▶ [DIRECTIONS FOR THIS TASK]
Could you arrange every line of the records below as a JSON list of strings, one string per line, with blank lines and the pictures left out?

<<<<

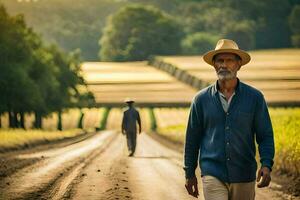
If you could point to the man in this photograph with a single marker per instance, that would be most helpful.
(130, 117)
(225, 120)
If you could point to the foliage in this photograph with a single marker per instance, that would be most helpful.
(286, 126)
(198, 43)
(80, 25)
(45, 78)
(242, 33)
(18, 138)
(136, 32)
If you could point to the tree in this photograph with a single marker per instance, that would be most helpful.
(199, 43)
(135, 32)
(243, 33)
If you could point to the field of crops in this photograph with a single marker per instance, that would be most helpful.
(286, 126)
(275, 72)
(18, 138)
(111, 83)
(70, 119)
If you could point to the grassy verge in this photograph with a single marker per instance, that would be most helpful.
(286, 126)
(19, 138)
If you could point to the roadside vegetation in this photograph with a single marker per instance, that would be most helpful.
(286, 126)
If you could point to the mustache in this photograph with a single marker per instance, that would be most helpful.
(222, 70)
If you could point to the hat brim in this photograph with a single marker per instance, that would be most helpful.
(208, 57)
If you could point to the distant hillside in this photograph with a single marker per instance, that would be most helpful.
(78, 24)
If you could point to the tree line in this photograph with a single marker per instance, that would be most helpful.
(254, 24)
(35, 78)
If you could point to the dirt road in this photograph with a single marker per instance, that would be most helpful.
(99, 168)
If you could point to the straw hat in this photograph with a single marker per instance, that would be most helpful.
(128, 100)
(226, 46)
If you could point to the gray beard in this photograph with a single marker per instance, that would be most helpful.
(226, 75)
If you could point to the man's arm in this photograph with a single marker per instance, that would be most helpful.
(265, 141)
(191, 149)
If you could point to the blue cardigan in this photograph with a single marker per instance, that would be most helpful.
(225, 141)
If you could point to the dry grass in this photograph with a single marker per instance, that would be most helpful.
(14, 138)
(275, 72)
(113, 82)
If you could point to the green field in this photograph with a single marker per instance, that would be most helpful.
(286, 126)
(275, 72)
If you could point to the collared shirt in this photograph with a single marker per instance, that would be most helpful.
(224, 101)
(225, 141)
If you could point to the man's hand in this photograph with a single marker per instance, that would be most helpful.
(263, 177)
(191, 186)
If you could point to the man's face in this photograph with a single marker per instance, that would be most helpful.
(226, 65)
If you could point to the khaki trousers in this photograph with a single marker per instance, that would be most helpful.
(214, 189)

>>>>

▶ [TASK SOLUTION]
[
  "If you could point to the man in this photograph with a single marker per instance, that would be most helpful.",
  "(130, 117)",
  "(225, 120)",
  "If you could point to the foliage in this photograph with a single marker per instance, that would be most helpful.",
  "(286, 126)",
  "(198, 43)",
  "(80, 25)",
  "(45, 78)",
  "(242, 33)",
  "(18, 138)",
  "(136, 32)",
  "If you could point to the tree in this photograph with a single marker per instance, that would be most helpful.",
  "(199, 43)",
  "(135, 32)",
  "(243, 33)",
  "If you could point to the field of crops in this photograph with a single marker per instance, that would be most helpful.",
  "(286, 126)",
  "(275, 72)",
  "(18, 138)",
  "(111, 83)",
  "(70, 119)",
  "If you could point to the grassy verge in this photograph with a single marker per instance, that would be most helpful.",
  "(286, 126)",
  "(19, 138)",
  "If you could point to the roadside vegetation in this photograph with a single marker per instance, that would be most helpful.",
  "(286, 126)",
  "If you could point to the mustache in this photograph with a single marker per instance, that would be most helpful.",
  "(222, 70)",
  "If you could point to the hat brim in this photograph with a single marker per instance, that would be most helpful.",
  "(208, 57)",
  "If you could point to the distant hillside in this photograph with a single marker per instance, that would be most helpful.",
  "(78, 24)",
  "If you could point to the tree line in this photograph with a single marker per instance, that would be most helpful.",
  "(254, 24)",
  "(35, 78)",
  "If you could point to the dirt road in this photograph with a single marker per instance, that would be most helpful.",
  "(99, 168)",
  "If you could point to the straw hat in this photograph with a single marker per instance, that would be most helpful.",
  "(128, 100)",
  "(226, 46)",
  "If you could point to the gray beard in this photograph with a single marker per instance, that would be most helpful.",
  "(226, 75)",
  "If you could point to the man's arm in this photograph with a single marker per instance, that would be most helpful.",
  "(265, 141)",
  "(191, 149)",
  "If you could point to the blue cardigan in this photograph with a single marker per instance, that would be most helpful.",
  "(225, 141)",
  "If you could point to the dry grass in this photograph with a single marker per instance, that would be most helpful.",
  "(14, 138)",
  "(275, 72)",
  "(113, 82)",
  "If you could point to the green field in this photograph with a single marker per instance, that would be most helpful.",
  "(286, 126)",
  "(275, 72)",
  "If you could point to the collared shirt in this photograph with a single marker per instance, that would be most helpful.",
  "(224, 101)",
  "(225, 141)",
  "If you could point to the man's hand in this photograph with a single marker per instance, that would be most helpful.",
  "(263, 177)",
  "(191, 186)",
  "If you could point to the man's face in this photograph with a single marker per instance, that would be most helpful.",
  "(226, 65)",
  "If you could point to the khaki trousers in this photograph with a single marker per instance, that would be most helpful.",
  "(214, 189)"
]